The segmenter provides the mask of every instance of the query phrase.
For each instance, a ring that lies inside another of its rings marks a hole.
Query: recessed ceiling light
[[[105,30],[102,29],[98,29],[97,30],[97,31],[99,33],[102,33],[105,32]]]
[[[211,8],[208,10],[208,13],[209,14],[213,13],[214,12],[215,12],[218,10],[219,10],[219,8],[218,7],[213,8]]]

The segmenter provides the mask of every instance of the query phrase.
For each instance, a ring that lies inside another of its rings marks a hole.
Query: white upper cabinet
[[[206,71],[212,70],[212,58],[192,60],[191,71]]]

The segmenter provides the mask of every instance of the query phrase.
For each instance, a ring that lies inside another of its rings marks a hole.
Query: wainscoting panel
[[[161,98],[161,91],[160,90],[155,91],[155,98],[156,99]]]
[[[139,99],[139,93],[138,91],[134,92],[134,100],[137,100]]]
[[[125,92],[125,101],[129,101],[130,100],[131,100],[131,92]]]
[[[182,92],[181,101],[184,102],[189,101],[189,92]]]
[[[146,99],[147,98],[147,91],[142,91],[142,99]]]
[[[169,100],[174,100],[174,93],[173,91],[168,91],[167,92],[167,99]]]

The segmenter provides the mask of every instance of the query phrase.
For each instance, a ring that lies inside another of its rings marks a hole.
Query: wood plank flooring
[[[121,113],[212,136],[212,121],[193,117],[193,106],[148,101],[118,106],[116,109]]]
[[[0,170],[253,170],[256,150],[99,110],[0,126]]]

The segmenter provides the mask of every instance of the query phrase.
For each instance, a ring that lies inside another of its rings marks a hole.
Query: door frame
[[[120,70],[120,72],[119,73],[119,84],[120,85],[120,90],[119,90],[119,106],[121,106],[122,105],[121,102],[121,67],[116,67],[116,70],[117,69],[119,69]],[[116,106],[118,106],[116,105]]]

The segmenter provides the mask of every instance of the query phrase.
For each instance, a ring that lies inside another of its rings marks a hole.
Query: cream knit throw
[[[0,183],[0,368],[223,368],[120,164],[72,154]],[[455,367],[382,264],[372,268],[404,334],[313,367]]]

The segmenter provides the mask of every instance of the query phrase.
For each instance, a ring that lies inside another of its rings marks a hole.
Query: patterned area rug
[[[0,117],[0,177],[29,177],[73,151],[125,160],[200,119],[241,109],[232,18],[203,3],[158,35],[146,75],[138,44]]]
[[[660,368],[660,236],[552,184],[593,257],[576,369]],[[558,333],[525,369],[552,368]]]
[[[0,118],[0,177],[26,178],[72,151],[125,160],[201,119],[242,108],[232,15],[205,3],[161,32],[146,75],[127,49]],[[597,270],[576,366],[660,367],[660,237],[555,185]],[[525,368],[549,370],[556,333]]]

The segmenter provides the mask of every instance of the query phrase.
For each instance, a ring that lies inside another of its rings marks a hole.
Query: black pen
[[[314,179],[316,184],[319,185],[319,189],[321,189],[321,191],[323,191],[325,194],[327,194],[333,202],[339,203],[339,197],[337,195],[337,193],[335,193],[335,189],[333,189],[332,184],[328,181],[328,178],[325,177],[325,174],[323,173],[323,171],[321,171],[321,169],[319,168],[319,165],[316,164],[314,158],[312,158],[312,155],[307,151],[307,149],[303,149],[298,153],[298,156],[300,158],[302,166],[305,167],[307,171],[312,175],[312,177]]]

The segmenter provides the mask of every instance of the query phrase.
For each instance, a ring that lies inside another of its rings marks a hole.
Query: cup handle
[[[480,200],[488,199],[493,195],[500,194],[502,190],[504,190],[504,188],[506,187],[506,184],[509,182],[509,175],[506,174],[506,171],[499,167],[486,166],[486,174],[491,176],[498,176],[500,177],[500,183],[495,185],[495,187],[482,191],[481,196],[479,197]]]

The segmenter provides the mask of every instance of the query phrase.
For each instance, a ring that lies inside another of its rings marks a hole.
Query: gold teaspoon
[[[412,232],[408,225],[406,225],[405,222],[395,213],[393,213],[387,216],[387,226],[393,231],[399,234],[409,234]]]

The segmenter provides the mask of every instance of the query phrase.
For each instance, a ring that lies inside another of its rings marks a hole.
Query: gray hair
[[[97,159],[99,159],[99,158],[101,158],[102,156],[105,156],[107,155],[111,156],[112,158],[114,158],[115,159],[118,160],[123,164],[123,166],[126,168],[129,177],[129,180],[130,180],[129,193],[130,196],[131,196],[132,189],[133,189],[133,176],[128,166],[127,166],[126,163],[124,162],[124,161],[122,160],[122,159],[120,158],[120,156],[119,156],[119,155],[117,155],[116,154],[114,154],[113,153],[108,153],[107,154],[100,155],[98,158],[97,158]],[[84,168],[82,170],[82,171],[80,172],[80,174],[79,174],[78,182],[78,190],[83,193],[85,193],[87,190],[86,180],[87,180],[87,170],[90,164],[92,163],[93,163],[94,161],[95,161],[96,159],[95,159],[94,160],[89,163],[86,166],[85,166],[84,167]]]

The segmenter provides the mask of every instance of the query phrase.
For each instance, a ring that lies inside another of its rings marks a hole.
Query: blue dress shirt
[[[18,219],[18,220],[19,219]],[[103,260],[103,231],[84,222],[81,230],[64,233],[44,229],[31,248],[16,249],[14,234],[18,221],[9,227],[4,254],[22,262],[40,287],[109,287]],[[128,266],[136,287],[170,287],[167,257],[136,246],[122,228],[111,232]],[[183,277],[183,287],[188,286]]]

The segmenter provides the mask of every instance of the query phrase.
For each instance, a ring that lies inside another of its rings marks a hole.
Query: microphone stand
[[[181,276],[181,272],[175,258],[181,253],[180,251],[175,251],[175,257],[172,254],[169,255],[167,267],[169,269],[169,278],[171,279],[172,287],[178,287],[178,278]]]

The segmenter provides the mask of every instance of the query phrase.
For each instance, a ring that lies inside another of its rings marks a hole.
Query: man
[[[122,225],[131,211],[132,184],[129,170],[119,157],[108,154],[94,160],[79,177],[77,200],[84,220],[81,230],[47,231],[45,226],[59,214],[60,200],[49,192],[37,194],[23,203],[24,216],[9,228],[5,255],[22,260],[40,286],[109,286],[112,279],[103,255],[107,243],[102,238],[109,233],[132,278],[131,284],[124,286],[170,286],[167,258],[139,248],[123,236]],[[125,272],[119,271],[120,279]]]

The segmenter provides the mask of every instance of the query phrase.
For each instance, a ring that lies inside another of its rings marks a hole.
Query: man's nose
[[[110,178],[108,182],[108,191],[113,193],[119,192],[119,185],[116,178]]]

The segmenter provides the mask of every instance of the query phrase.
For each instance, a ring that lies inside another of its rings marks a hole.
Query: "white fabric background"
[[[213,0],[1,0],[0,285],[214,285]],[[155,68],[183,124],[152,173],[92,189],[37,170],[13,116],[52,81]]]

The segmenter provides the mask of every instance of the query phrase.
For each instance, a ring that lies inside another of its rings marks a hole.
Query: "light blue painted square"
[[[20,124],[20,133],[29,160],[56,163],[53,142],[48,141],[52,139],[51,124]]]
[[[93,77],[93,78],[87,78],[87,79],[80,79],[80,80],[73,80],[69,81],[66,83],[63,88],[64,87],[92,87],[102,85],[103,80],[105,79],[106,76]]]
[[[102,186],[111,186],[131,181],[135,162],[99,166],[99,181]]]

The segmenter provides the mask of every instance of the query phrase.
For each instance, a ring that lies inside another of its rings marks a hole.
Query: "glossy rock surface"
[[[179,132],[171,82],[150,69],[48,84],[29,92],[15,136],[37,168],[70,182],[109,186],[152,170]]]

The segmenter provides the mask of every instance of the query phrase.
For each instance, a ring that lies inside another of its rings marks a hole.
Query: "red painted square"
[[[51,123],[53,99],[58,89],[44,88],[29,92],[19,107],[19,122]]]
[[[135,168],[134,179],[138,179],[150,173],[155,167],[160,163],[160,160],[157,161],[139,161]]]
++++++++++
> [Aim of the task] Output every one of the lines above verbatim, without changing anything.

> [Reply to the task]
The segmenter provides the mask of every instance of the query phrase.
For each instance, a ring that lies inside another of its rings marks a hole.
Query: recessed ceiling light
[[[105,30],[102,29],[98,29],[97,30],[97,31],[99,33],[102,33],[105,32]]]
[[[211,8],[208,10],[208,13],[209,14],[213,13],[214,12],[215,12],[218,10],[219,10],[219,8],[218,7],[213,8]]]

The segmenter provides the mask of every instance of the query phrase.
For each instance, a ring that lies inside another of its rings marks a hole.
Query: white upper cabinet
[[[206,71],[212,70],[212,58],[192,60],[191,71]]]

The segmenter provides the mask of every instance of the query phrase.
For each instance, a ring that lies inside another of its rings marks a hole.
Query: wainscoting panel
[[[161,98],[161,91],[160,90],[155,91],[155,98],[156,99]]]
[[[139,99],[139,93],[138,91],[134,92],[134,100],[137,100]]]
[[[125,92],[125,101],[129,101],[130,100],[131,100],[131,92]]]
[[[182,92],[181,101],[184,102],[189,101],[189,92]]]
[[[146,99],[147,98],[147,91],[142,91],[142,99]]]
[[[169,100],[174,100],[174,93],[173,91],[168,91],[167,92],[167,99]]]

The segmenter provides the mask of every instance of the query phrase.
For each instance, a ring that lies inside another of its rings marks a hole.
Query: wood plank flooring
[[[121,113],[212,136],[212,121],[193,117],[193,106],[148,101],[118,106],[116,109]]]
[[[0,170],[253,170],[256,150],[99,110],[0,126]]]

The segmenter provides the mask of every instance of the query phrase.
For each instance, a ring that lies inside another of its rings marks a hole.
Query: door frame
[[[120,70],[120,72],[119,73],[119,84],[120,85],[120,90],[119,90],[119,106],[121,106],[122,105],[121,102],[121,67],[116,67],[116,70],[117,69],[119,69]],[[116,106],[118,106],[116,105]]]

The segmenter provides the mask of every instance of the query phrase.
For each instance, a ring that lies inside another of its rings marks a hole.
Query: cream knit throw
[[[0,183],[0,368],[223,368],[120,164],[72,154]],[[455,367],[382,264],[372,268],[404,334],[313,367]]]

The segmenter provides the mask of every instance of the query phrase.
For each instance, a ring that lies inside another of its rings marks a hole.
Query: patterned area rug
[[[0,117],[0,177],[29,177],[73,151],[125,160],[200,119],[241,109],[232,18],[203,3],[158,35],[146,75],[138,44]]]
[[[660,368],[660,236],[552,184],[593,257],[576,369]],[[558,333],[525,369],[552,368]]]
[[[0,118],[0,177],[26,178],[72,151],[125,160],[201,119],[242,108],[232,15],[205,3],[161,32],[146,75],[127,49]],[[597,270],[576,366],[660,367],[660,237],[555,185]],[[525,368],[549,370],[556,333]]]

The segmenter provides the mask of every instance of the query phrase.
For each instance, a ring that lies inside another of its rings marks a hole.
Query: black pen
[[[314,179],[316,184],[319,185],[319,189],[321,189],[321,191],[323,191],[325,194],[327,194],[333,202],[339,203],[339,197],[337,195],[337,193],[335,193],[335,189],[333,189],[332,184],[328,181],[328,178],[325,177],[325,174],[323,173],[323,171],[321,171],[321,169],[319,168],[319,165],[316,164],[314,158],[312,158],[312,155],[307,151],[307,149],[303,149],[298,153],[298,156],[300,158],[302,166],[305,167],[307,171],[312,175],[312,177]]]

The segmenter provides the mask of every instance of the query phrase.
For each instance, a ring that lies inside another of its rings marks a hole.
Query: cup handle
[[[480,200],[488,199],[493,195],[500,194],[502,190],[504,190],[504,188],[506,187],[506,184],[509,182],[509,175],[506,174],[506,171],[499,167],[486,166],[486,174],[491,176],[498,176],[500,177],[500,183],[495,185],[495,187],[482,191],[481,196],[479,197]]]

The segmenter provides the mask of every instance of the query phrase.
For each instance, a ring that lies inside another of its rings marks a hole.
Query: gold teaspoon
[[[412,232],[408,225],[406,225],[405,222],[395,213],[393,213],[387,216],[387,226],[393,231],[399,234],[409,234]]]

The segmenter provides the mask of every instance of the query phrase.
For each instance, a ring that lies inside another of its rings marks a hole.
Query: gray hair
[[[97,159],[99,159],[99,158],[101,158],[102,156],[105,156],[107,155],[111,156],[112,158],[114,158],[115,159],[118,160],[123,164],[123,166],[126,168],[129,177],[129,180],[130,180],[129,193],[130,196],[131,196],[132,189],[133,189],[133,176],[128,166],[127,166],[126,163],[124,162],[124,161],[122,160],[122,159],[120,158],[120,156],[119,156],[119,155],[117,155],[116,154],[114,154],[113,153],[108,153],[107,154],[100,155],[98,158],[97,158]],[[84,168],[82,170],[82,171],[80,172],[80,174],[79,174],[78,182],[78,190],[83,193],[85,193],[87,190],[86,180],[87,180],[87,170],[90,164],[92,163],[93,163],[94,161],[95,161],[96,159],[95,159],[94,160],[89,163],[86,166],[85,166],[84,167]]]

The segmenter provides the mask of every instance of the query phrase.
For each instance, a ring that lies inside another of its rings marks a hole.
Query: blue dress shirt
[[[18,219],[18,220],[19,219]],[[103,260],[103,231],[84,222],[81,230],[64,233],[44,229],[31,248],[16,249],[14,234],[18,221],[9,227],[4,254],[22,262],[40,287],[109,287]],[[128,266],[136,287],[170,287],[167,257],[136,246],[122,228],[111,232]],[[183,277],[183,287],[188,286]]]

The segmenter provides the mask of every instance of the query phrase.
For each instance, a ring that lies inside another of its rings marks a hole.
Query: microphone stand
[[[181,276],[181,272],[175,258],[181,253],[180,251],[175,251],[175,257],[172,254],[169,255],[167,267],[169,269],[169,278],[171,279],[172,287],[178,287],[178,278]]]

The segmenter provides the mask of every instance of the query phrase.
For each instance, a ring that lies inside another of its rings marks a hole.
Query: man
[[[122,225],[131,211],[132,184],[129,170],[119,157],[108,154],[94,160],[79,177],[77,200],[84,220],[81,230],[47,231],[45,226],[59,214],[60,200],[49,192],[37,194],[23,203],[24,216],[9,228],[5,255],[22,260],[40,286],[109,286],[112,279],[103,255],[107,243],[102,238],[109,233],[132,278],[131,284],[124,286],[170,286],[167,258],[139,248],[123,236]],[[125,272],[119,271],[120,279]]]

The segmenter provides the mask of every instance of the query phrase.
For each instance, a ring that lies inside another of its rings marks a hole.
Query: man's nose
[[[110,178],[108,182],[108,191],[113,193],[119,192],[119,185],[116,178]]]

The segmenter provides the mask of every instance of the query phrase.
For each instance, a ring that lies inside another of its rings marks a hole.
Query: "white fabric background"
[[[213,0],[1,0],[0,285],[214,285]],[[155,68],[183,124],[152,173],[92,189],[37,170],[13,116],[52,81]]]

The segmenter provides the mask of every instance of the query phrase.
For each instance, a ring that lies inside another of its rings marks a hole.
Query: "light blue painted square"
[[[20,124],[20,133],[29,160],[56,163],[53,142],[48,141],[52,139],[51,124]]]
[[[93,77],[93,78],[87,78],[87,79],[80,79],[80,80],[73,80],[69,81],[66,83],[63,88],[64,87],[92,87],[102,85],[103,80],[105,79],[106,76]]]
[[[102,186],[111,186],[131,181],[135,162],[99,166],[99,181]]]

The segmenter provides the mask of every instance of the query phrase.
For each instance, a ring that lies inside another of its rings marks a hole.
Query: "glossy rock surface"
[[[179,132],[171,82],[150,69],[48,84],[29,92],[15,136],[37,168],[70,182],[109,186],[152,170]]]

The segmenter provides the mask of every instance of the query phrase.
For each instance, a ring that lies inside another of its rings marks a hole.
Query: "red painted square"
[[[51,123],[53,99],[58,89],[44,88],[29,92],[19,107],[19,122]]]
[[[135,168],[134,179],[138,179],[150,173],[155,167],[160,163],[160,160],[157,161],[139,161]]]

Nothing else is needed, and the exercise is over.